[PROBLEM TO WORK ON]
Make an exact copy of the records, dropping all pictures.

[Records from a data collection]

....

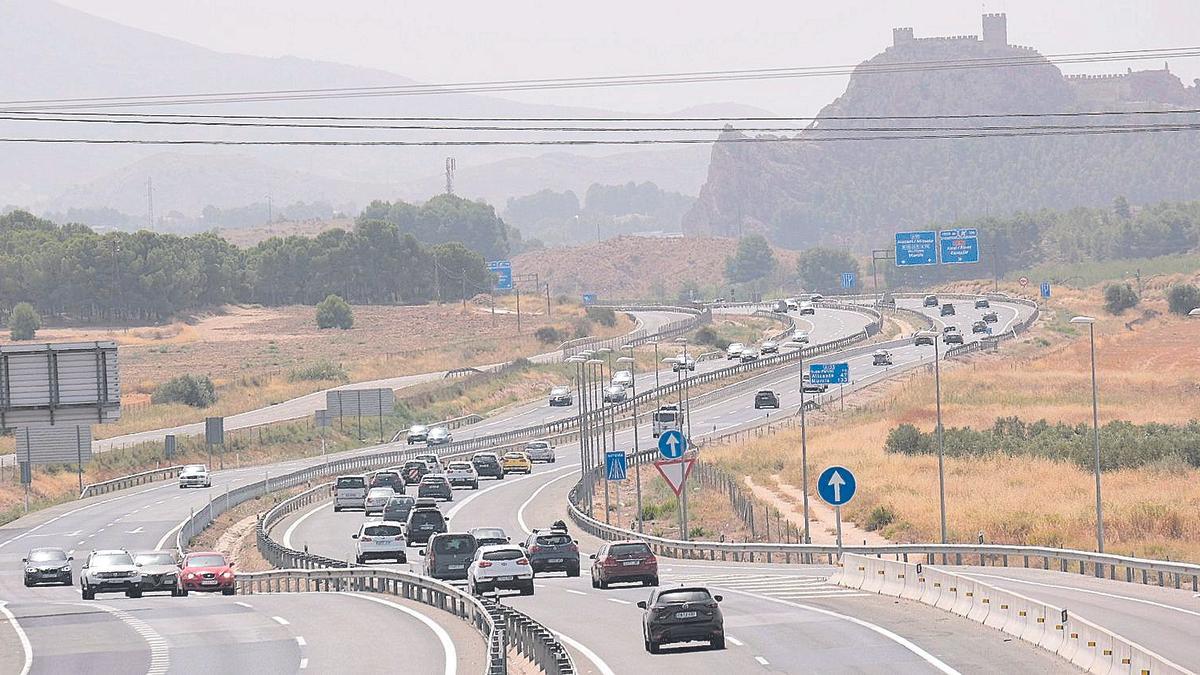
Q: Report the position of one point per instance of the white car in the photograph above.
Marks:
(462, 473)
(111, 572)
(503, 566)
(540, 451)
(195, 476)
(377, 499)
(381, 539)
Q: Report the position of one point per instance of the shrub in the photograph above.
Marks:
(1120, 297)
(322, 370)
(1183, 298)
(604, 316)
(23, 322)
(334, 312)
(547, 335)
(196, 390)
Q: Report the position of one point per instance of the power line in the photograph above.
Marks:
(418, 89)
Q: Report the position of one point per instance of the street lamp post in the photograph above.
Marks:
(1096, 431)
(941, 437)
(637, 465)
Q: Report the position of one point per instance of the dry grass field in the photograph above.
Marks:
(1147, 372)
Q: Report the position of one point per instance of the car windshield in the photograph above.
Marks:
(629, 549)
(504, 554)
(455, 544)
(684, 596)
(382, 530)
(105, 560)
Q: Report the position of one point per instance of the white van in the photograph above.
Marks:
(349, 491)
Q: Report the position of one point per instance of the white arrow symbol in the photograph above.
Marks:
(837, 482)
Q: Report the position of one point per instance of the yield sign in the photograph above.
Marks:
(675, 472)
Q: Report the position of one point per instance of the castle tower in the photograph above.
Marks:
(995, 31)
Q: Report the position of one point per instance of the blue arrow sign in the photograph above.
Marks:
(829, 374)
(959, 245)
(672, 444)
(916, 249)
(837, 485)
(503, 270)
(616, 466)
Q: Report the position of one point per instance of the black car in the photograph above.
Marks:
(683, 614)
(487, 464)
(424, 523)
(47, 565)
(436, 485)
(766, 399)
(552, 550)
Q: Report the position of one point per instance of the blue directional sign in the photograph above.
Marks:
(916, 249)
(672, 444)
(959, 245)
(829, 374)
(615, 464)
(837, 485)
(503, 270)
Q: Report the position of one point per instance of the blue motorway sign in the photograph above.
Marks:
(959, 245)
(672, 444)
(829, 372)
(616, 466)
(916, 249)
(837, 485)
(503, 270)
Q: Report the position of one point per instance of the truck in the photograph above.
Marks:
(667, 418)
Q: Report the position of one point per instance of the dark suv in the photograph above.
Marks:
(552, 550)
(487, 464)
(766, 399)
(448, 555)
(682, 615)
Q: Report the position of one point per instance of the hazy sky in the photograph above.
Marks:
(473, 40)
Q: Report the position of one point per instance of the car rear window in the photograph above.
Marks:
(507, 554)
(454, 544)
(629, 549)
(684, 596)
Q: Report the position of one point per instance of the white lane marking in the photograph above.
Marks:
(160, 658)
(21, 635)
(1114, 596)
(587, 653)
(448, 649)
(502, 483)
(521, 520)
(903, 641)
(292, 529)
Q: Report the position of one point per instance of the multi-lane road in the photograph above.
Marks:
(778, 617)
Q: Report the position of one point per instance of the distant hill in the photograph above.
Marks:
(857, 193)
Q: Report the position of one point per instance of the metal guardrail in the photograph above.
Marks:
(130, 481)
(1053, 628)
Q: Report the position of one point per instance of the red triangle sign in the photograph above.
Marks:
(675, 472)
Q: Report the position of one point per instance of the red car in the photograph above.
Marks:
(207, 571)
(624, 561)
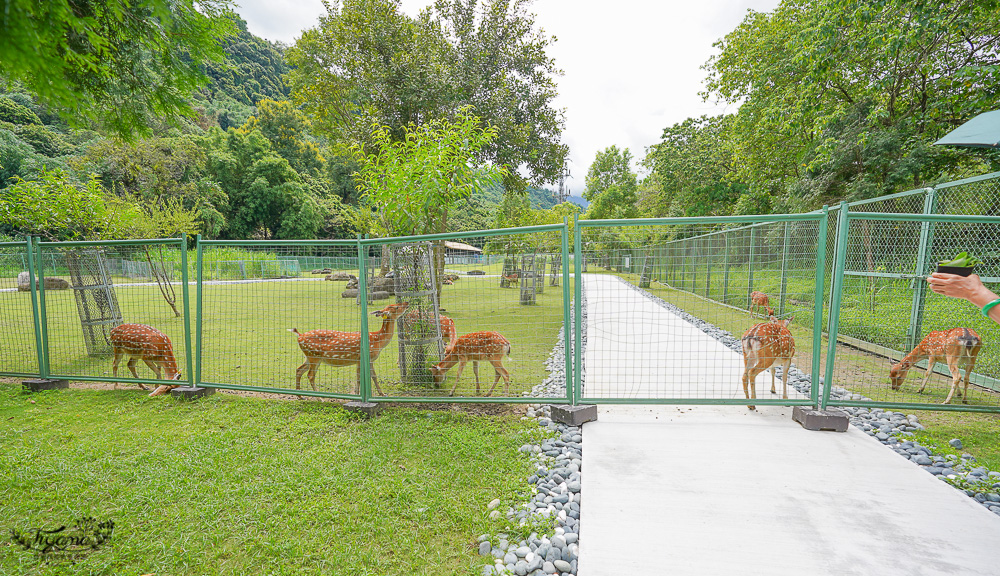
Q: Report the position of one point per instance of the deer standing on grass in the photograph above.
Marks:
(448, 331)
(759, 301)
(763, 345)
(954, 345)
(141, 342)
(477, 346)
(344, 348)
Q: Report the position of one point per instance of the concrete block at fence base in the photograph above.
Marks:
(191, 392)
(367, 408)
(39, 384)
(574, 415)
(831, 420)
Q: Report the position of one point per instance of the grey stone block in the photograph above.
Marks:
(367, 408)
(574, 415)
(830, 420)
(39, 384)
(191, 392)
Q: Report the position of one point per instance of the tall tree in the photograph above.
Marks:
(612, 185)
(367, 61)
(842, 98)
(115, 62)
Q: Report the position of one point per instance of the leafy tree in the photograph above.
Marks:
(413, 183)
(842, 98)
(251, 71)
(612, 186)
(286, 128)
(115, 62)
(367, 62)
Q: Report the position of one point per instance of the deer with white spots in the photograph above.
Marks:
(955, 345)
(344, 348)
(141, 342)
(477, 346)
(763, 345)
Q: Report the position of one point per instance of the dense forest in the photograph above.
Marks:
(244, 161)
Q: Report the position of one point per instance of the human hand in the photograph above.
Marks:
(970, 287)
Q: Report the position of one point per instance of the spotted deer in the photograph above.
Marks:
(447, 325)
(142, 342)
(759, 301)
(477, 346)
(955, 345)
(338, 348)
(763, 345)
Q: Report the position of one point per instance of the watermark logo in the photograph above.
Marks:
(86, 534)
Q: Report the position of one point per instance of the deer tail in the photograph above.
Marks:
(968, 339)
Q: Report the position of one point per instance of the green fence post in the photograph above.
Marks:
(708, 270)
(920, 287)
(199, 280)
(818, 307)
(567, 314)
(39, 346)
(838, 287)
(187, 310)
(753, 230)
(45, 368)
(725, 274)
(577, 310)
(784, 271)
(365, 373)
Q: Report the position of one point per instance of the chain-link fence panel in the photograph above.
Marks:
(478, 325)
(892, 323)
(18, 342)
(280, 316)
(668, 304)
(114, 306)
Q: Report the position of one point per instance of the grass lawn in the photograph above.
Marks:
(240, 485)
(246, 339)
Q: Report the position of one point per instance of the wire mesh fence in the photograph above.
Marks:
(893, 323)
(668, 302)
(18, 351)
(86, 293)
(279, 316)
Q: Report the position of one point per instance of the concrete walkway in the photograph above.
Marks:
(721, 490)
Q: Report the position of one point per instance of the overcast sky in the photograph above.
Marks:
(632, 67)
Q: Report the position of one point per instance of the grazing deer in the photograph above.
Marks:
(344, 348)
(476, 346)
(141, 342)
(447, 325)
(759, 301)
(763, 345)
(954, 345)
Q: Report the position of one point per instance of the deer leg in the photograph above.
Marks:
(784, 378)
(931, 360)
(374, 380)
(475, 370)
(114, 366)
(131, 366)
(461, 366)
(500, 371)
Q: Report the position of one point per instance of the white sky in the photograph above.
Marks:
(632, 67)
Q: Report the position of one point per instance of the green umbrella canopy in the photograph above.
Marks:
(983, 131)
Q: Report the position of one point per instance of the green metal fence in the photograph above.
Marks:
(647, 300)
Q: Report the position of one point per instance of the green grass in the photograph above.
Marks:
(246, 339)
(237, 485)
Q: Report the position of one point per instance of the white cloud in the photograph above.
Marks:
(632, 67)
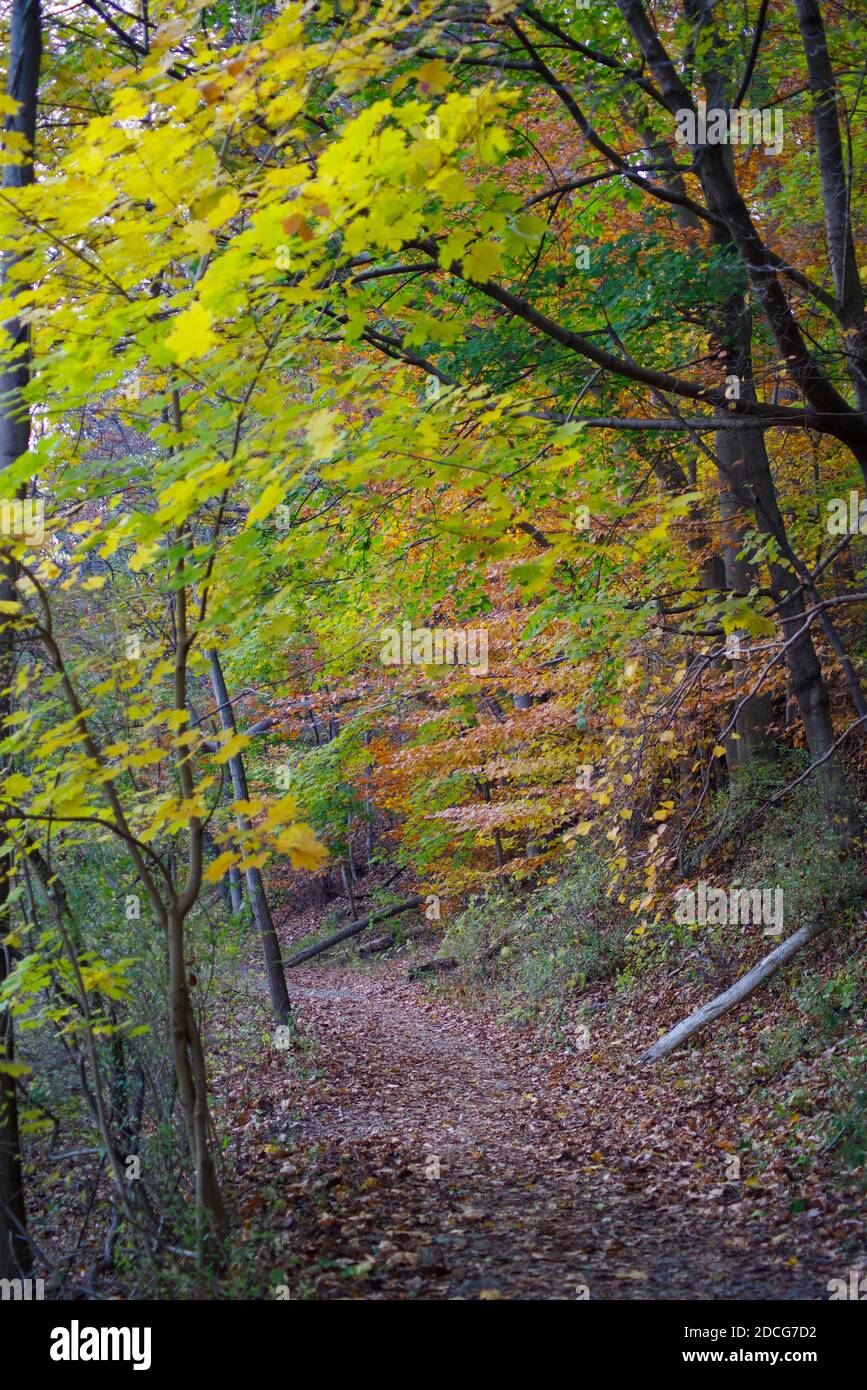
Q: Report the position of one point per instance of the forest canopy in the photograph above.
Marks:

....

[EXERCISE OUTPUT]
Q: Report the position of one point per instance of the white car in the photograph above.
Marks:
(462, 473)
(111, 572)
(503, 566)
(540, 451)
(195, 476)
(377, 499)
(381, 539)
Q: Report the position of one point per instance of the shrub in the photograph above.
Marks:
(1120, 297)
(322, 370)
(1183, 298)
(604, 316)
(23, 322)
(334, 312)
(547, 335)
(196, 390)
Q: Report the position of one point per instance of the power line in the photograph above.
Marks:
(418, 89)
Q: Report the position of one point per instance of the street lamp post in the photograph above.
Marks:
(1096, 431)
(941, 437)
(637, 465)
Q: Report the position of one point per instance of the dry grass field in the photograph above.
Marks:
(1147, 372)
Q: Report the position of one point per instance of the car windshield in the photograph above.
Marks:
(629, 549)
(504, 554)
(455, 544)
(684, 596)
(382, 530)
(105, 560)
Q: Report the position of one point per instance of the white van in the photograph above.
Marks:
(349, 491)
Q: Report the position of one point per instance of the white arrow symbol in the photograph above.
Marks:
(837, 482)
Q: Report the position of one point per instance of the yield sign in the photograph above.
Marks:
(675, 472)
Q: Report the position of one point per instance of the castle tower in the photograph above.
Marks:
(995, 31)
Q: Report the position of one point per instance of the blue arrow sign in the photograph above.
Marks:
(829, 374)
(959, 245)
(672, 444)
(916, 249)
(837, 485)
(503, 270)
(616, 466)
Q: Report the position of one point per instance of the black car in the photograph above.
Marks:
(683, 614)
(487, 464)
(424, 523)
(47, 565)
(436, 485)
(766, 399)
(552, 550)
Q: Report the position of one point per instance of the blue directional sign in the photograph above.
Marks:
(916, 249)
(672, 444)
(959, 245)
(829, 374)
(615, 464)
(837, 485)
(503, 270)
Q: Report the position of one point per instance of the blue motorway sign in the photograph above.
Marks:
(959, 245)
(672, 444)
(829, 372)
(616, 466)
(916, 249)
(837, 485)
(503, 270)
Q: Report the position of one point per instance of the truck in the photograph above.
Marks:
(667, 418)
Q: Report the position of one point per instance of the dark suv in the photograph above.
Marks:
(552, 550)
(487, 464)
(766, 399)
(448, 555)
(682, 615)
Q: Report the position of one point per instance of the hazy sky in the photograph above.
Marks:
(473, 40)
Q: Report the position of one point per instance of the car rear window in the photograph above.
Marks:
(507, 554)
(454, 544)
(629, 549)
(684, 596)
Q: Report the position of one point per instance of the white lane marking in the photograph above.
Marks:
(160, 658)
(21, 635)
(1114, 596)
(587, 653)
(448, 649)
(502, 483)
(521, 520)
(903, 641)
(292, 529)
Q: Report the position of one point per instance of the multi-lane road in the photograph above.
Marks:
(778, 617)
Q: Report the position of one point per instance of the distant hill in the photograph above.
Marks:
(857, 193)
Q: Report the position of one point per instance of the metal guardrail in the photograph above.
Marks:
(130, 481)
(1053, 628)
Q: Report the position of one point per instance of the red triangle sign in the photograph above.
Marks:
(675, 472)
Q: Report the position of one point per instance of the red car in the photograph above.
Marks:
(207, 571)
(624, 561)
Q: Report the position of one point per instance of the deer standing on grass in the photograph above.
Marks:
(448, 331)
(759, 301)
(763, 345)
(954, 345)
(141, 342)
(477, 346)
(344, 348)
Q: Report the position of one point per instance of the concrete block at fence base in the photograph above.
Marks:
(191, 392)
(367, 408)
(39, 384)
(574, 415)
(831, 420)
Q: Report the position of one point per instance of the grey stone block in the photograph above.
Marks:
(367, 408)
(574, 415)
(830, 420)
(39, 384)
(191, 392)
Q: Report the position of one point per instance of the tall tree in the photograph above.
Marks:
(612, 185)
(367, 61)
(842, 98)
(115, 62)
Q: Report the position of one point per instance of the leafy tree in the photograph above.
Marks:
(413, 183)
(842, 98)
(251, 71)
(612, 186)
(286, 128)
(115, 62)
(367, 62)
Q: Report the position of one point per instance of the deer with white spots in the photograph above.
Marks:
(955, 345)
(344, 348)
(141, 342)
(477, 346)
(763, 345)
Q: Report the position of one point per instance of the dense forest in the photograph above.
Marks:
(244, 161)
Q: Report the position of one point per instance of the human hand in the photograph above.
Marks:
(970, 287)
Q: Report the position of one point per instance of the spotted deer in the photograph above.
Marks:
(447, 325)
(142, 342)
(759, 301)
(477, 346)
(955, 345)
(338, 348)
(763, 345)
Q: Report the position of one point per instance of the watermark logo in the photograph above.
Marks:
(86, 534)
Q: Report the position of one point per instance of the deer tail in the photograph above.
Marks:
(968, 339)
Q: Report the position of one point per instance of the green fence post in the photograph above.
Marks:
(708, 270)
(920, 287)
(199, 280)
(818, 307)
(567, 314)
(39, 346)
(838, 287)
(187, 310)
(753, 230)
(45, 368)
(725, 274)
(577, 310)
(784, 271)
(365, 373)
Q: Report the position of one point per instance of the chain-link fence panel in the photograph above.
Marks:
(478, 325)
(892, 323)
(18, 342)
(280, 316)
(668, 304)
(114, 306)
Q: Report the position of one point per instance of the grass lawn in the photograph above.
Marks:
(240, 485)
(246, 339)
Q: Report the position of one point per instance of the wire mesh fence in the photograph above.
Marks:
(893, 323)
(668, 302)
(18, 351)
(86, 293)
(279, 316)
Q: Report the position of one point per instance of the concrete walkway in the photograph above.
Marks:
(721, 490)
Q: Report the position of one point per instance of the overcast sky in the photograph above.
Marks:
(632, 67)
Q: Report the position of one point per instance of the grazing deer in the photograph above.
Marks:
(344, 348)
(476, 346)
(141, 342)
(447, 325)
(759, 301)
(763, 345)
(954, 345)
Q: Report the position of one point per instance of the deer leg in the photograph above.
Marks:
(784, 378)
(931, 360)
(374, 380)
(475, 370)
(114, 366)
(131, 366)
(461, 366)
(500, 371)
Q: Report the position of one point per instance of the white sky in the photograph above.
Marks:
(632, 67)
Q: Report the position of one point per instance of the green umbrella canopy in the photograph above.
Marks:
(983, 131)
Q: Report the position of one point per instance of the green metal fence in the photograph above.
Marks:
(647, 300)
Q: Report the position of one point per instance of the green grass in the photograph above.
Marks:
(246, 339)
(237, 485)
Q: Report the position of one point per instance of the white cloud in the photograph above.
Marks:
(632, 67)
Q: Report the position of one point per instance of the forest canopy in the photograph above.
Marks:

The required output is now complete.